=== Excerpt to read ===

# TUG Timeshare Marketplace hits $15,000,000 in completed listings!



## TUGBrian (Jul 16, 2013)

Busy past few months!  We have eclipsed over FIFTEEN MILLION DOLLARS in completed listings (both resale and rental combined).

That is TUG Members who have successfully sold or rented their timeshares (and then come back to inform us they were sold).

Just over 7500 completed listings to date!

http://ads.tug2.net


----------



## Rent_Share (Jul 16, 2013)

IMHO since the number is based on ask, and there is no validation on closure, this value is a SWAG. 

YMMV


----------



## TUGBrian (Jul 16, 2013)

eh, AFAIK noone else publishes any sort of useful "completed" data...and im not much into creative marketing numbers.

hard to say if its a better average than ebay, as mentioned above its just the "listed price" of all listings that the owners marked as sold or rented.

it averages out to about $2000 per listing (again, both resales and rentals combined).

one could argue that many of the intervals sell or rent for less than the asking price...and im sure they do.

=== Extracted information ===

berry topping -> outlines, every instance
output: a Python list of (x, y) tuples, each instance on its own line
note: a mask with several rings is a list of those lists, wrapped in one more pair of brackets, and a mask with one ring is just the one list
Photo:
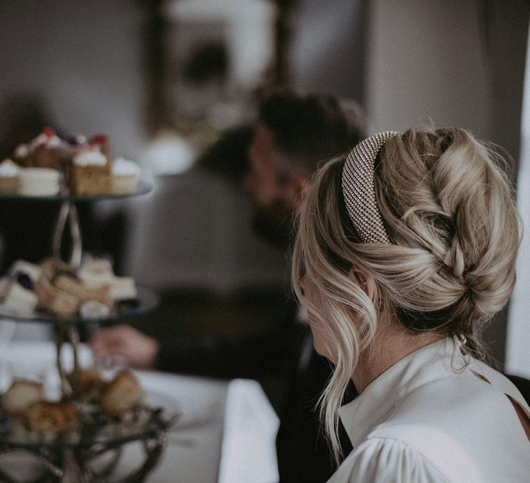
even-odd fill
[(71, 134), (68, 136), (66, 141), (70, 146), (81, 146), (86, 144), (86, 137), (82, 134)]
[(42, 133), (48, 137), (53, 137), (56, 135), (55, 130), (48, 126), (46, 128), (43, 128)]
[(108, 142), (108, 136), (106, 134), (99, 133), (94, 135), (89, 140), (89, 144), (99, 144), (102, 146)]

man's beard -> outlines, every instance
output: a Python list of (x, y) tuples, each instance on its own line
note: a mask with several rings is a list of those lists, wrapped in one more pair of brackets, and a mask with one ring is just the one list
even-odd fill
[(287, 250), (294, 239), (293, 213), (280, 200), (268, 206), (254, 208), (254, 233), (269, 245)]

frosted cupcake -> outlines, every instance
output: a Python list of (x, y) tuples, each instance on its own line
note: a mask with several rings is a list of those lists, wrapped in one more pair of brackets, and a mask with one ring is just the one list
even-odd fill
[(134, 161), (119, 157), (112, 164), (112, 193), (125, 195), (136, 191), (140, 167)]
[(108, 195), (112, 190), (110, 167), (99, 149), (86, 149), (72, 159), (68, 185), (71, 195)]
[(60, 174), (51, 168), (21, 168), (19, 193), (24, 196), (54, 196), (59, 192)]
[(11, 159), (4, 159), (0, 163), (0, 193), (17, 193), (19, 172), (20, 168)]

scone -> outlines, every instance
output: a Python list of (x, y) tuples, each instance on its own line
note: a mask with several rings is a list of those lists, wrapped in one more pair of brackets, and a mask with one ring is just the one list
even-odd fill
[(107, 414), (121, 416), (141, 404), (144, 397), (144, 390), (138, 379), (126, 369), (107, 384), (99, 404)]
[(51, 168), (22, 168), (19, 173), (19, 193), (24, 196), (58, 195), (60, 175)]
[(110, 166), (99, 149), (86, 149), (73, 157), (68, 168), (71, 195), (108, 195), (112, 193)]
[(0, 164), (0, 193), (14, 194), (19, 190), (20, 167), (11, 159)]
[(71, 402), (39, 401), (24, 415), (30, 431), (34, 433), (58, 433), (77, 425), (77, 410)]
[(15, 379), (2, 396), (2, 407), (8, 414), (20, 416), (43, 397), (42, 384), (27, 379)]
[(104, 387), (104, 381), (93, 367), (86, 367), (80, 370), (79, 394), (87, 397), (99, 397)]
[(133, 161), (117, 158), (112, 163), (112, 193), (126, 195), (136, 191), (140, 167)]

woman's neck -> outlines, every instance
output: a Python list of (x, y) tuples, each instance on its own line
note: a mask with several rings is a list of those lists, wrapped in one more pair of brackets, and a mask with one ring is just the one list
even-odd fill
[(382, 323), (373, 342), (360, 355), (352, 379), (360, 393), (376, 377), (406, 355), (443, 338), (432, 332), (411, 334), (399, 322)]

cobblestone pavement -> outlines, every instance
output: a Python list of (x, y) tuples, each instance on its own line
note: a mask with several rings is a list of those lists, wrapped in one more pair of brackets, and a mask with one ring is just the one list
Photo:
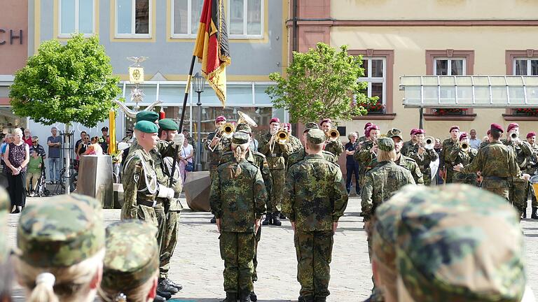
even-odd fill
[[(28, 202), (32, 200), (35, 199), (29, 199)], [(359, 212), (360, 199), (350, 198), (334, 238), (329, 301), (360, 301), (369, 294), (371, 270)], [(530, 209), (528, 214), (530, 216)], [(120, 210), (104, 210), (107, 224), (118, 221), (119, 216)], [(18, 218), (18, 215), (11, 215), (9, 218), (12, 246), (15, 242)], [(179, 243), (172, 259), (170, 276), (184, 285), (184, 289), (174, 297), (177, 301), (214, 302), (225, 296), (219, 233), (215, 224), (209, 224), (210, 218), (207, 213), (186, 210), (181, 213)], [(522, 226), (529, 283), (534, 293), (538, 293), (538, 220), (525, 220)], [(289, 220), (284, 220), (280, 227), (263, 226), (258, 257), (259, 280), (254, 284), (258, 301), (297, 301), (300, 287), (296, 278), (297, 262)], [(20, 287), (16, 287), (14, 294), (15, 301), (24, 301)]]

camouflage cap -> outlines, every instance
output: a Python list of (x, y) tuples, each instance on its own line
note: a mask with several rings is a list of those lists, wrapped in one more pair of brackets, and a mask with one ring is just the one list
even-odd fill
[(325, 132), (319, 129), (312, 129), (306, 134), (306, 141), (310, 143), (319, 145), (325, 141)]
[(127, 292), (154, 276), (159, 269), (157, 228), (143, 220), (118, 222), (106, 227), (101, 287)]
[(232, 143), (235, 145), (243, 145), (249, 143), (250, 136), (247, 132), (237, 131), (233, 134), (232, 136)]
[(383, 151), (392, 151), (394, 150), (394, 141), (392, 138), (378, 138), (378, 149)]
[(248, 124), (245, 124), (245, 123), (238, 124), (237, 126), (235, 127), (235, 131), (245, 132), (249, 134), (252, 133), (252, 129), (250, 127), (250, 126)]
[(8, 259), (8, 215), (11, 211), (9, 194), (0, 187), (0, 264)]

===

= Work to complete =
[a] Transcribe the passage of the timeshare marketplace thread between "hard to say" and "sold or rented.", inclusive.
[b] Pick up the timeshare marketplace thread after its last sentence and continue writing it.

= Expected results =
[a]
hard to say if its a better average than ebay, as mentioned above its just the "listed price" of all listings that the owners marked as sold or rented.

[b]
could be balanced by the fact that a good number of folks wont come back and actually mark their ads as sold/rented...knowing they expired in 3 months either way.


----------



## TUGBrian (Jul 16, 2013)

I think the main point is, that it is possible to sell your timeshare yourself...and avoid being ripped off with some huge upfront fee.

We have been preaching it for 20 years now, its nice to have proof to back it up that TUGGERS are successful in doing so.


----------



## Rent_Share (Jul 16, 2013)

TUGBrian said:


> eh, AFAIK noone else publishes any sort of useful "completed" data...and im not much into creative marketing numbers.
> 
> hard to say if its a better average than ebay, as mentioned above its just the "listed price" of all listings that the owners marked as sold or rented.
> 
> ...


 
Based on the data set, it wouldn't be that difficult to break rented from sold, those two average prices could be checked against the smell test


----------



## TUGBrian (Jul 16, 2013)

i just see the overall stats on a simple query, ill have to modify it to split up the rental and resale parts.


----------



## TUGBrian (Jul 18, 2013)

Overall stats

average resale price is $4000

average rental price is $1325

are roughly 2x as many completed rentals as resales.


----------



## Rent_Share (Jul 18, 2013)

Thank you for breaking the two activities

IMnSHO both values are higher than the BBS discussion would indicate ?,

My gut says the sales price seems more inflated than the rentals 

Anyone else have an opinion ?


----------



## tschwa2 (Jul 18, 2013)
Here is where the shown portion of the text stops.